• _Goal_
Could you echo the lines below back word for word, leaving out the pictures?

Excerpts from point annotation data:
.....
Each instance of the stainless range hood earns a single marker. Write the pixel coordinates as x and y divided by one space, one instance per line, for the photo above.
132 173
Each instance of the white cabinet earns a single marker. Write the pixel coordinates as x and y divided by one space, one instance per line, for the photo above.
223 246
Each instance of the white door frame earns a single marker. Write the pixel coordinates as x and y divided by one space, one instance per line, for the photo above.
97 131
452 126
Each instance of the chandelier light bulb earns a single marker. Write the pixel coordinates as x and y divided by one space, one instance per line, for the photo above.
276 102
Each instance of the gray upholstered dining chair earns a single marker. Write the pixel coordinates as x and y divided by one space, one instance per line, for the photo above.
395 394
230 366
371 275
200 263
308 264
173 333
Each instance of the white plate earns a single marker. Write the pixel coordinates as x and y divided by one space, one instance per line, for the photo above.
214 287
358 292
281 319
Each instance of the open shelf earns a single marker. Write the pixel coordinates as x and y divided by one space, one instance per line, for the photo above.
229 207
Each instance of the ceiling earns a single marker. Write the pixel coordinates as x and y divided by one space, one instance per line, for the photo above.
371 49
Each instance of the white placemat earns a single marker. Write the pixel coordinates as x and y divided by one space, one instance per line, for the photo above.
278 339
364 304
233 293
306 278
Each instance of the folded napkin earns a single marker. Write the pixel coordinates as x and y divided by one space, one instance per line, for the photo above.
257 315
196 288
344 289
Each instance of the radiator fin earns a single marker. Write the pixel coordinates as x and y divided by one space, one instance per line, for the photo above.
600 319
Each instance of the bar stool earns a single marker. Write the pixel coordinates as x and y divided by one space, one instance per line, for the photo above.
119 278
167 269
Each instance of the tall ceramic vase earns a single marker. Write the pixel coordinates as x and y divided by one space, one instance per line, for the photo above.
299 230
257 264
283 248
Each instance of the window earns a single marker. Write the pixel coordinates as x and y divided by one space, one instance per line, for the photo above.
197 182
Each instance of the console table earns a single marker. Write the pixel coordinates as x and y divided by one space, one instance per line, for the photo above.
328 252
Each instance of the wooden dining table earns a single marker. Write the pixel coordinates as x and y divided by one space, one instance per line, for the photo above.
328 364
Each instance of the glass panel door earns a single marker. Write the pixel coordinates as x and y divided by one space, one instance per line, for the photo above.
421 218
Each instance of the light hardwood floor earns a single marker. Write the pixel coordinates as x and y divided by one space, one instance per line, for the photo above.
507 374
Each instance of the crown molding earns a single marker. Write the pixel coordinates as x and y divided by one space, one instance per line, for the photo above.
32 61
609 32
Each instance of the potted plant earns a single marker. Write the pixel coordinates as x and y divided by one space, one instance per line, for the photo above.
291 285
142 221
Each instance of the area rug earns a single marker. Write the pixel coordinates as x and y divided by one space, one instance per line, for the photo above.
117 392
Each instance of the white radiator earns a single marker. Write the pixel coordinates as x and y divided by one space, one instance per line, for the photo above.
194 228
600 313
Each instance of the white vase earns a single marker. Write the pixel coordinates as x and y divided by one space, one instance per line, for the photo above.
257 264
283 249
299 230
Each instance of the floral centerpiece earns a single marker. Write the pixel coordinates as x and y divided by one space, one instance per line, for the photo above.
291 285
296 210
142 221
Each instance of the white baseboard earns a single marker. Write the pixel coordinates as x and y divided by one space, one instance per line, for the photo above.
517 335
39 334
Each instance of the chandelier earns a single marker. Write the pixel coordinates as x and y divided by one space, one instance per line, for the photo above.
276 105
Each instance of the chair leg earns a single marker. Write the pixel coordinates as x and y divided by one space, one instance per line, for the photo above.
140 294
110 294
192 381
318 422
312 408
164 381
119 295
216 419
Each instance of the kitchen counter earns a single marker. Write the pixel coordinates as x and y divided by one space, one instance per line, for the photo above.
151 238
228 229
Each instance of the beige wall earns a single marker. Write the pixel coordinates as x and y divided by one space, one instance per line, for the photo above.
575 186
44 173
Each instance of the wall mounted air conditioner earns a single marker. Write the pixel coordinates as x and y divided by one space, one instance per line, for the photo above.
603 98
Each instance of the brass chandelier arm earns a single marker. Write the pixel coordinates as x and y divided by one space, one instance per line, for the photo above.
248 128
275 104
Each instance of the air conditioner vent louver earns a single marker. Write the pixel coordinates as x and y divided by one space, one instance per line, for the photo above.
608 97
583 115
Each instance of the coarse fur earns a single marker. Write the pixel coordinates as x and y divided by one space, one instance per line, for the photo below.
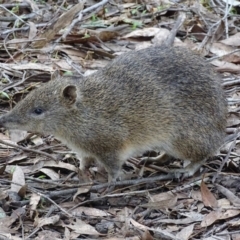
.....
• _Response for this exercise_
Each instance of the stainless range hood earns a single marker. Write the pixel coordinates as x and y divided by one space, one instance per line, for the photo above.
132 173
Each instance of the white cabinet earns a single marker. Write the pixel coordinates as x and y divided by one space, one instance per line, for the photo above.
223 246
Each instance of the white door frame earns a single marker. Write the pixel coordinates as x and y divided by one space, one instance per line, for the photo above.
97 131
452 126
Each instance of the chandelier light bulb earns a single marker. Write the pixel coordinates as x and y divided by one space, one instance per line, for the photo above.
276 102
Each instance of the gray upholstered dining chair earns a single marker. Write the pixel coordinates as x and y divided by one space, one instance per line, for the photo above.
395 394
230 366
371 275
200 263
308 264
173 333
Each instance of the white plate earns a single marker. Write the pixel coordinates as x and y divided by one space, one instance per line, for the photo above.
214 287
358 292
281 319
Each instance of the open shelf earns a single marker. Write the pixel coordinates as x and y divided by one space, one instance per line, for the photo above.
229 207
Each instance of the ceiling earns a single marker. Write the pixel coordinates as x and y divided by one space, one instance per line, for the photo above.
371 49
Each instance of the white placemat earns a single marker. Write the pixel coordinates as x and y divided by one space, one instance per line, for the photo above.
278 339
364 304
233 293
306 278
Each instance of the folded napkin earns a single marker. Write the pixel coordinates as x and y divided by one space, one instance per line, for the photo above.
257 315
196 288
344 289
Each instance of the radiator fin earns a single marker. Write the pixel coordinates as x and y divided by one space, one instance per line, for the photo above.
600 319
Each instance of the bar stool earns a single marker. Write the pixel coordinates as x and y divided by one space, one instance per line, for the photo above.
119 278
167 269
Each instance of the tall ceramic vase earns a single marker. Write the pixel coordinates as x and y divided by one space, one instance per line, for the photo above.
299 230
257 264
283 248
Each instance of the window earns a single marker. Write the pixel coordinates as x and y divided by one space, one instance per line, for the photo above.
197 182
Each instance of the console table earns a single marker. Write the pixel coordinates as x and y divided by one space, one instance per line, for the photo above.
328 252
Each instance of the wooden dining table earns a single marker. Write the pixel coordinates as x and y divided by one space, one instance per line, for the photo above.
328 364
Each instance of the glass panel door earns a single marker. Write the pixel coordinates as x and y divided by one space, one instance per line, for the photo above.
421 218
Each instance of the light hardwood floor earns a single marker. Write the pixel coordinates as x and y divided by one space, one instance per line, for the photo above.
507 374
Each instance of the crown molding earns a single marker. Write the pixel coordinates as x and y divided by one space, one instance per line, for the photo above.
32 61
609 32
Each instance of the potted plant earns a single marker. Write the pixel coordinates as x and y divided by one space, one instance per line, for the photo above.
291 285
142 221
Each instance of the area rug earns a single marker. Write the pixel coordinates as x and y divided by one space, one instance per line, for the photo above.
117 392
Each instance of the white radiator earns a single marker. Write the pixel coordinates as x and y divided by one space, one instance per line, for the photo above.
194 228
600 313
Each instance of the white vase earns a single marker. Write the pixel coordinates as x and y divided by one space, one instance per line, for the photo above.
257 264
283 249
299 230
Each instance of the floral centerpiece earns a single marker. Write the pixel coordinates as x and y divided by one space, one instance per line, for the photo above.
291 285
296 210
142 221
Each instance of the white baseboard earns a single marker. Write the pixel coordinates as x and y divided by one space, one instance per line, for the photo above.
517 335
39 334
Each instance of the chandelier earns a single marker. Write the pixel coordinates as x and y divided by one space, one instance per line, for the photo above.
276 105
Each instance of the chair leg earns a single marker. Write the pixel coordinates as x and y divided by one space, one instance per line, for the photo above.
140 294
110 294
192 381
318 422
312 408
164 381
119 295
216 419
Each instance of the kitchen counter earns a single marker. Write the pixel coordinates as x and y divided by one space, one instance per line, for the photo above.
151 238
228 229
Each instance of the beige wall earns a single marker. Write the pixel coordinates as x and y divided by one space, one instance per line, for the photo above.
575 186
44 173
Each instance of the wall mounted air conditioner earns a single marker. Write the pixel coordinates as x and y divided by one space, one instance per line, for the photo above.
603 98
Each instance of the brass chandelier arm earns a single marker. Write the pixel coordinates as x and y divided by one space, one instance per line, for the photo above.
248 128
275 104
Each instance of the air conditioner vent louver earns a single marker. Write the pixel coordinates as x and y divided by one space, one instance per line, for the photo above.
608 97
583 115
Each instance of the coarse fur earns a single marker. Write the pixel coordinates as x and y divided by one space, one instance per line, for the photo below.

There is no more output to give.